Data for processing:

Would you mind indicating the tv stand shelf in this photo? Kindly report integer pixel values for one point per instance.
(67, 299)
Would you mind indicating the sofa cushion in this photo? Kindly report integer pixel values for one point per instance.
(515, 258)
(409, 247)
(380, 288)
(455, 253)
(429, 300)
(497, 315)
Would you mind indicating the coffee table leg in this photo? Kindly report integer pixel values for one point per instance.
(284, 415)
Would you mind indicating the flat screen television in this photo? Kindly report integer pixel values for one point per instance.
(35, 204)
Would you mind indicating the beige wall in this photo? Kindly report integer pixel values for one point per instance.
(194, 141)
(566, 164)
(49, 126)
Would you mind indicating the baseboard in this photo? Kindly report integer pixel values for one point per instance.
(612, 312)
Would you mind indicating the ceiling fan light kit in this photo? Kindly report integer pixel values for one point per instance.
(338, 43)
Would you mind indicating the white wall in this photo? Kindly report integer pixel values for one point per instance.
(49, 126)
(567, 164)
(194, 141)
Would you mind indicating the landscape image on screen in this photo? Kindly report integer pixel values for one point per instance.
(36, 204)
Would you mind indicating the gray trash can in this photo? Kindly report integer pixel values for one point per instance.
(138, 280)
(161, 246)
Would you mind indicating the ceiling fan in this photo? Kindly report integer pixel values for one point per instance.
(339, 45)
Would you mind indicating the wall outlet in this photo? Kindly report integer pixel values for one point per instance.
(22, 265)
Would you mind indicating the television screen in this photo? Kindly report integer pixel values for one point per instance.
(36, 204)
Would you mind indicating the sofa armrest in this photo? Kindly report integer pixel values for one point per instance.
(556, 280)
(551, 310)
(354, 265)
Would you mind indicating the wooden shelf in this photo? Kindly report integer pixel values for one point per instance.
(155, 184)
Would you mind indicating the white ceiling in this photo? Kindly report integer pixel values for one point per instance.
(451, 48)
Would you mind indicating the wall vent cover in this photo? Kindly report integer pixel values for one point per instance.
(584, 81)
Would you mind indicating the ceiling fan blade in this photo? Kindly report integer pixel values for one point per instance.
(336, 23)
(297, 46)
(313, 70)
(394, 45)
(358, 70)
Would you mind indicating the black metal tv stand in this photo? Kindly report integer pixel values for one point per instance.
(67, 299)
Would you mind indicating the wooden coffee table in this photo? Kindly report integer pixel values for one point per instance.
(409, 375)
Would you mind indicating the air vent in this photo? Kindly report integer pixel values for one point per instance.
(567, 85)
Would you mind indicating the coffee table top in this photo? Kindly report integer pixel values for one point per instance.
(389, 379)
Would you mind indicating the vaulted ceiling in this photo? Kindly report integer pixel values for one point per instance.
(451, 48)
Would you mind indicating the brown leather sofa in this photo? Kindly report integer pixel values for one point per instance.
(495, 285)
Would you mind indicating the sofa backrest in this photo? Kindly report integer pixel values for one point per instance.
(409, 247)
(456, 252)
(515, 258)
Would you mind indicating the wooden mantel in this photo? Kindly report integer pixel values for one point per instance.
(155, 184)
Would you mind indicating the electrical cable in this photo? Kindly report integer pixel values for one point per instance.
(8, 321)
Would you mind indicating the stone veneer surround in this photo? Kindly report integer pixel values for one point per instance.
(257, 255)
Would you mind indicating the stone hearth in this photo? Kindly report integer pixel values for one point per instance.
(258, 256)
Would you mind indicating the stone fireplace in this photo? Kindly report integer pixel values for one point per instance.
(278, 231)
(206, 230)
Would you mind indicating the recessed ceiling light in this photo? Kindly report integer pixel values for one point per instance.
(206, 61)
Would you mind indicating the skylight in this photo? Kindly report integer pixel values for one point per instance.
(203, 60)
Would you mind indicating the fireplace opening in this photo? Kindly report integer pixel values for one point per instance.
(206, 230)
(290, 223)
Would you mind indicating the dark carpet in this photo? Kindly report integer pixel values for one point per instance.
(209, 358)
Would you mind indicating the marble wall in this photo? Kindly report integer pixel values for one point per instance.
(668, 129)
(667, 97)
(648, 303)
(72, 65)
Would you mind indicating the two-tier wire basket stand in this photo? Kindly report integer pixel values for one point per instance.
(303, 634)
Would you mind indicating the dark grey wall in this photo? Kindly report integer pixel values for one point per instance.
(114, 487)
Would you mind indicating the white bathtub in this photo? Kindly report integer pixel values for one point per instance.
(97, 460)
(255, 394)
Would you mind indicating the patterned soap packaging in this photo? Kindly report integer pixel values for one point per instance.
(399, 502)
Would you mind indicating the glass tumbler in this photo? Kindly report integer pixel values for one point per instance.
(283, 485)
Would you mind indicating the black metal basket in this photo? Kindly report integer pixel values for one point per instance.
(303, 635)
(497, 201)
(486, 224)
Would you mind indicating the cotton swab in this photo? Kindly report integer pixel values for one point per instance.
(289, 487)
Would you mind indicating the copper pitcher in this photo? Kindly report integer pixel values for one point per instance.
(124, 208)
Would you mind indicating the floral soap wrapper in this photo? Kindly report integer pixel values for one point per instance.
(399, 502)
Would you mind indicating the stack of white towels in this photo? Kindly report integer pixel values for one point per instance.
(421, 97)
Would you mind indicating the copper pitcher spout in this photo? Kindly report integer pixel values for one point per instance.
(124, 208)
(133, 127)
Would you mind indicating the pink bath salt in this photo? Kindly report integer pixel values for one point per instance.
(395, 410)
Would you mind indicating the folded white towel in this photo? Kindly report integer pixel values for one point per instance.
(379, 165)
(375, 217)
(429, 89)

What is expected: The whole listing above needs to be written out again exactly.

Exercise response:
Would you mind indicating the tv stand shelf in this photo? Kindly report integer pixel values for one point per instance.
(67, 299)
Would you mind indicating the sofa cushion in this photo? Kindly report integer pixel values for one point per instance.
(515, 258)
(409, 247)
(380, 288)
(455, 253)
(429, 300)
(497, 315)
Would you mind indicating the coffee table leg in this photo? Kindly report integer pixel values for one point per instance.
(284, 415)
Would you mind indicating the flat screen television in this photo? Kindly report integer pixel values for one point per instance.
(35, 204)
Would you mind indicating the beige wall in this photo? Kindly report integer pixel values for one point per instance.
(194, 141)
(566, 164)
(49, 126)
Would you mind indicating the baseboard in this photo? Kindly report integer pixel values for one point per instance.
(612, 312)
Would you mind indicating the ceiling fan light kit in this photo? Kindly report integer pixel values for one point per instance.
(338, 43)
Would you mind indicating the white wall in this photo? Kindly report integer pixel values for one point per instance.
(49, 126)
(567, 164)
(194, 141)
Would you mind indicating the landscape image on screen in this photo? Kindly report integer pixel values for one point per instance.
(36, 204)
Would you mind indicating the gray trash can in this photo? Kindly report integer pixel values for one point per instance.
(138, 280)
(161, 246)
Would you mind indicating the ceiling fan in this photo? Kindly report integer pixel values for one point per instance.
(339, 45)
Would you mind indicating the wall outlet in this photo? Kindly report integer pixel values for one point per instance.
(22, 265)
Would you mind indicating the television screen in this photo? Kindly report integer pixel values for one point per instance.
(36, 204)
Would you mind indicating the sofa armrest in this photo? Kindly report integer pixel values for one point per instance.
(556, 280)
(551, 310)
(354, 265)
Would you mind indicating the wooden shelf in this photo? Kindly report integer pixel values for one point per instance.
(155, 184)
Would you mind indicating the white ceiling in this photo? Kindly report integer pixel values for one point per instance.
(451, 48)
Would you mind indicating the wall vent cover in this photo? Kindly report integer pixel values for one point per instance.
(584, 81)
Would you mind indicating the ceiling fan blade in this photo? Kindly report integer pixel values for one point per instance.
(336, 23)
(297, 46)
(313, 70)
(394, 45)
(358, 70)
Would you mind indicating the black metal tv stand in this photo? Kindly report integer pixel values for one point per instance.
(67, 299)
Would you mind indicating the wooden coffee table in this photo? Kindly report integer pixel values for one point per instance.
(409, 375)
Would you mind indicating the air vent in this photo? Kindly report integer pixel values for one point per instance.
(567, 85)
Would you mind indicating the coffee table top in this photo? Kindly report integer pixel values for one point per instance.
(389, 379)
Would you mind indicating the vaulted ceiling in this photo? Kindly report integer pixel values for one point per instance.
(451, 48)
Would you mind indicating the brown leather sofa in this photo? Kindly report integer pixel values for one point per instance.
(495, 285)
Would you mind indicating the sofa backrest in this photo? Kindly report integer pixel values for one point per instance.
(409, 247)
(456, 252)
(515, 258)
Would you mind indicating the wooden mantel in this photo? Kindly report integer pixel values for one point per instance.
(155, 184)
Would you mind indicating the electrical cable in this photo? Kindly report integer pixel values for one point per instance.
(8, 321)
Would you mind indicating the stone veneer surround in this photo? Kindly report integer pixel values for one point per instance.
(257, 255)
Would you mind indicating the stone hearth in this photo? Kindly report integer pixel values for one point per instance.
(258, 256)
Would you mind indicating the stone fireplace in this photo? Kindly report integer pixel values for one point per instance.
(278, 231)
(206, 230)
Would you mind indicating the recessed ceiling light in this photo? Kindly report integer pixel values for one point per instance.
(206, 61)
Would you mind indicating the skylight in this photo? Kindly report integer pixel values for one point per instance.
(203, 60)
Would you mind indicating the fireplace opening in this photo? Kindly report integer pixel values for one point per instance.
(206, 230)
(290, 223)
Would you mind indicating the dark carpet in this photo? Kindly report integer pixel values for one point per instance.
(209, 358)
Would you mind indicating the marble wall in this photo? Kindly report integer pixel values for one point per instance.
(668, 129)
(667, 97)
(648, 303)
(72, 65)
Would you mind indicating the two-tier wire basket stand in this photo? Kindly report integer pixel values for one point per instance.
(303, 634)
Would you mind indicating the dark grey wall in this photo? Kindly report integer pixel values for one point per instance.
(114, 487)
Would you mind indicating the white bathtub in this photo? Kindly report integer pixel values for one point per instance.
(97, 460)
(255, 394)
Would you mind indicating the patterned soap packaging in this photo? Kindly report integer pixel values for one point per instance.
(399, 502)
Would you mind indicating the glass tumbler in this photo? Kindly report integer pixel values for one point per instance.
(283, 485)
Would you mind indicating the black metal basket in this photo? Kindly report integer pixel values for one point per instance.
(303, 635)
(497, 201)
(486, 224)
Would you mind indicating the cotton swab in this photo? Kindly report integer pixel values for one point per instance.
(289, 487)
Would you mind indicating the copper pitcher in this photo? Kindly report integer pixel values for one point per instance.
(124, 208)
Would you mind indicating the floral soap wrapper in this photo? Kindly report integer pixel values for one point per instance.
(399, 502)
Would you mind indicating the stack of white towels in this photo? Kindly report integer pixel values for one point per instance.
(421, 97)
Would you mind indicating the copper pitcher spout in this photo? Kindly report integer pixel values for one point per instance.
(124, 208)
(133, 127)
Would you mind indicating the pink bath salt in this photo? Kindly report integer pixel values for one point per instance.
(395, 410)
Would you mind indicating the folded white towel in this photo? Kindly report integer pixel values for one point per instance.
(379, 165)
(375, 217)
(429, 89)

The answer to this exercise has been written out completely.